### Short problem
Please convert every line of the items below into a Markdown table with the columns "Row" and "Line", numbering the rows and skipping blank lines. Leave the pictures out of the table.

### Supplied data

-*-

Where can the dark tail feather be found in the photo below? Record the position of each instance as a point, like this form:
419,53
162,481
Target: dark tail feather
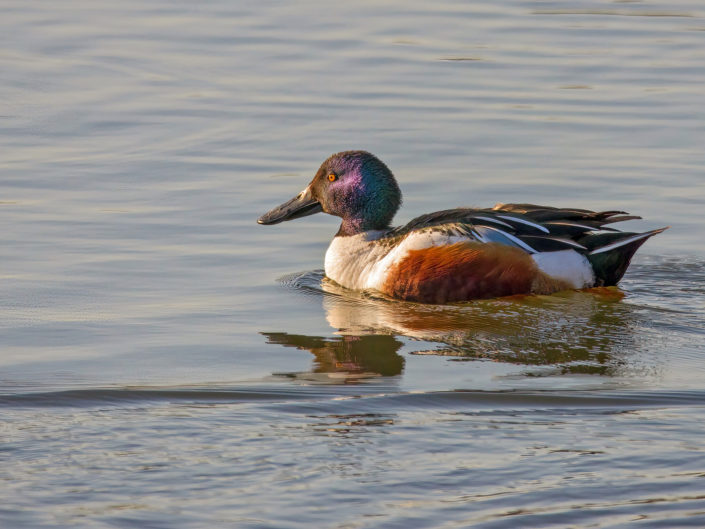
610,253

-*-

### Worked solution
| Row | Line |
|---|---|
| 1 | Where can the dark tail feather be found in the photo below? Record the position of each instance as a point, like this form: |
| 2 | 419,53 |
| 3 | 162,481 |
| 4 | Target: dark tail feather |
| 5 | 610,253 |